• **WORK TO COMPLETE**:
Nothing but the records, repeated exactly, should form the response.

(Point-per-instance localization data)

-*-*-

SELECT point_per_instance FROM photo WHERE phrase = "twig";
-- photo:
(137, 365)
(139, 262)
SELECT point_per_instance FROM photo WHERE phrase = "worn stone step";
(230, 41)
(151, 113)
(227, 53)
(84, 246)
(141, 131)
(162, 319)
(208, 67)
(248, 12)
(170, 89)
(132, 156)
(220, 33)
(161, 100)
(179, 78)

-*-*-

• **FINISHED EXERCISE**:
SELECT point_per_instance FROM photo WHERE phrase = "twig";
-- photo:
(137, 365)
(139, 262)
SELECT point_per_instance FROM photo WHERE phrase = "worn stone step";
(230, 41)
(151, 113)
(227, 53)
(84, 246)
(141, 131)
(162, 319)
(208, 67)
(248, 12)
(170, 89)
(132, 156)
(220, 33)
(161, 100)
(179, 78)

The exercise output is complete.